- _Exercise_:
Find every line below that contains the word "half" and copy each one in full.

- _Record list_:
========

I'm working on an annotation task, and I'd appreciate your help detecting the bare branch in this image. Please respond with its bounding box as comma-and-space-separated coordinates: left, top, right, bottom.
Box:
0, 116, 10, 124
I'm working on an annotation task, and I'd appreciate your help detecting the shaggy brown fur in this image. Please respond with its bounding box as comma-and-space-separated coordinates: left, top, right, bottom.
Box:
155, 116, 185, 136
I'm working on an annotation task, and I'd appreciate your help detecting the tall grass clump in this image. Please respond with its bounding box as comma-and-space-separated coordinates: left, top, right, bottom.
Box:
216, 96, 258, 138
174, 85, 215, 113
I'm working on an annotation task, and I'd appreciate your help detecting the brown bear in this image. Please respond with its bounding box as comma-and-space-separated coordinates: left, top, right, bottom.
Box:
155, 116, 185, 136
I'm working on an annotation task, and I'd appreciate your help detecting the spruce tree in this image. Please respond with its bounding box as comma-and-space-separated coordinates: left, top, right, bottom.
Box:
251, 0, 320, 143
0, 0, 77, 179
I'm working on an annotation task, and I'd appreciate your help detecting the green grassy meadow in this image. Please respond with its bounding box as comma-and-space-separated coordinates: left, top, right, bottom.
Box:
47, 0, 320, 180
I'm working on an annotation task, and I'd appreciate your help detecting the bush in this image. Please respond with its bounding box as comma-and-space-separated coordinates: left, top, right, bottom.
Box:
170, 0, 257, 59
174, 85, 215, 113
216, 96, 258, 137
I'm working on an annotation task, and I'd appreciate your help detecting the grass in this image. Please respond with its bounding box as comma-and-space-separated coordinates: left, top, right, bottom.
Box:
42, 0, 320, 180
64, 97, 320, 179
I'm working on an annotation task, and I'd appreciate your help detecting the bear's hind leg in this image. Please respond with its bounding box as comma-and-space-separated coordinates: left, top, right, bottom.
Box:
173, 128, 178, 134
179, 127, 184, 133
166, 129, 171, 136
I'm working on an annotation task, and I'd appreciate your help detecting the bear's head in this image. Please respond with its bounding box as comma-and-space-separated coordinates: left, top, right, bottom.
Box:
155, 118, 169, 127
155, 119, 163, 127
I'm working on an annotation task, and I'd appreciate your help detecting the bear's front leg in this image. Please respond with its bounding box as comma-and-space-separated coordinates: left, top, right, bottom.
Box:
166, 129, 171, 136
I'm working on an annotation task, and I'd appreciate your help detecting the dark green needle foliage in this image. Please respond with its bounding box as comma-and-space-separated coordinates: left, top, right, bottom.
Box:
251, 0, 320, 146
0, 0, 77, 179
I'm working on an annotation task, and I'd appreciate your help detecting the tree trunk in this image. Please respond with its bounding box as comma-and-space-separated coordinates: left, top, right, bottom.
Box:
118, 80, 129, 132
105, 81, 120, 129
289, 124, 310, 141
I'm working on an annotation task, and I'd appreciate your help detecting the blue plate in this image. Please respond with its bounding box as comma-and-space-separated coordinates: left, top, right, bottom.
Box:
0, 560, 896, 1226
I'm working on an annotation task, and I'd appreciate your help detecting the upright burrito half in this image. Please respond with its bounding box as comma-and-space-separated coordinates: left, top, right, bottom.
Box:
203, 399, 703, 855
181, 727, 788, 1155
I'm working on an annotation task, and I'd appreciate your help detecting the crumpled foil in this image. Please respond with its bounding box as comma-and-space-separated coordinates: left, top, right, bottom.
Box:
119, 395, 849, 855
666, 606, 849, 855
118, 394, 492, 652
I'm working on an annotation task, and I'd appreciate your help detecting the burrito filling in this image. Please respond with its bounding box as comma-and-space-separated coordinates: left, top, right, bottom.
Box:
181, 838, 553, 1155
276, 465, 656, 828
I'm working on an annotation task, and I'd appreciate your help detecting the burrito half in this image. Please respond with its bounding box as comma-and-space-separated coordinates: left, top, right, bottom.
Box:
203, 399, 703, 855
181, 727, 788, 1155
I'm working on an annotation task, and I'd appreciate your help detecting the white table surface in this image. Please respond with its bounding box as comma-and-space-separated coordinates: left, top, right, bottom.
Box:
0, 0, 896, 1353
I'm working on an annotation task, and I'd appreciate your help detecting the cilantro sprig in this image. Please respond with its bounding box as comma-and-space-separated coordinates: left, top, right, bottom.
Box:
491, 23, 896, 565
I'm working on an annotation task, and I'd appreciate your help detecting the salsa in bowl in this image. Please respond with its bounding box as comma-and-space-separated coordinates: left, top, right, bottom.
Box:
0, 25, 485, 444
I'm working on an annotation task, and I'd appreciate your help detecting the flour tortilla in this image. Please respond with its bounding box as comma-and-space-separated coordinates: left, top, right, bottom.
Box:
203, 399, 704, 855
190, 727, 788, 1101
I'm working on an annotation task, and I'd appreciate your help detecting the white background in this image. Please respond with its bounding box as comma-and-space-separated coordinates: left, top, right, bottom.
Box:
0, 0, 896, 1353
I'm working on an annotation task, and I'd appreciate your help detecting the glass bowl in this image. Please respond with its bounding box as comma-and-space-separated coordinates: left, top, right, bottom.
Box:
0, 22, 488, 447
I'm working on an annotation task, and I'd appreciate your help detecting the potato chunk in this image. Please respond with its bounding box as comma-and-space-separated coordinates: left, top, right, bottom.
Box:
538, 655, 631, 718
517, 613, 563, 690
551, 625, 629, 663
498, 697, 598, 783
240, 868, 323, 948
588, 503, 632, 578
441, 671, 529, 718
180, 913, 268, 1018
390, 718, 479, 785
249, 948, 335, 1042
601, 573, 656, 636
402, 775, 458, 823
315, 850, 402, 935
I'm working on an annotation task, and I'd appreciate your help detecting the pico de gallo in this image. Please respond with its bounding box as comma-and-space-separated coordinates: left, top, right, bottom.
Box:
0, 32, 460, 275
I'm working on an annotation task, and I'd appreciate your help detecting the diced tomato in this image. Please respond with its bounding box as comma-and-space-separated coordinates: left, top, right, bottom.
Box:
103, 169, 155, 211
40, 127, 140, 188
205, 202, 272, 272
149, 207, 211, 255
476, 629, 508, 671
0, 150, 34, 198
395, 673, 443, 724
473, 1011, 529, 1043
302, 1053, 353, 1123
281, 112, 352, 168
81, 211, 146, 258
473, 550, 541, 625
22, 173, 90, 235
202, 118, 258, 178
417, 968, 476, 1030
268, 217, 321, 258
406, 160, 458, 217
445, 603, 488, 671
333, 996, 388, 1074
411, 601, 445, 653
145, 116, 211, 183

========

- _Worked solution_:
I'm working on an annotation task, and I'd appreciate your help detecting the upright burrito half in this image. Please respond with its bounding box as comma-and-space-separated coordinates: left, top, right, bottom.
I'm working on an annotation task, and I'd appreciate your help detecting the burrito half in this image. Please respond with its bounding box as comma-and-space-separated coordinates: left, top, right, bottom.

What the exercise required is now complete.